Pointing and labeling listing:

#####

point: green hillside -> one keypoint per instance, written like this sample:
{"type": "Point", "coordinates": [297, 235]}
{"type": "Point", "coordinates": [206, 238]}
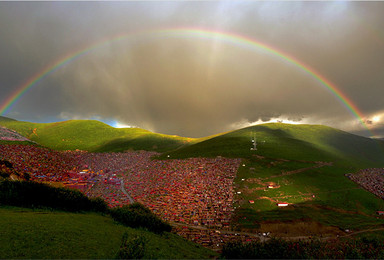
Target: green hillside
{"type": "Point", "coordinates": [95, 136]}
{"type": "Point", "coordinates": [42, 234]}
{"type": "Point", "coordinates": [294, 142]}
{"type": "Point", "coordinates": [305, 165]}
{"type": "Point", "coordinates": [3, 118]}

#####

Work to complete:
Copy the listing above word for word, leaving out the picture.

Answer to this problem:
point: green hillside -> one keypoint per instance, written like this sample:
{"type": "Point", "coordinates": [297, 235]}
{"type": "Point", "coordinates": [206, 238]}
Target: green hillside
{"type": "Point", "coordinates": [95, 136]}
{"type": "Point", "coordinates": [42, 234]}
{"type": "Point", "coordinates": [294, 142]}
{"type": "Point", "coordinates": [305, 165]}
{"type": "Point", "coordinates": [3, 118]}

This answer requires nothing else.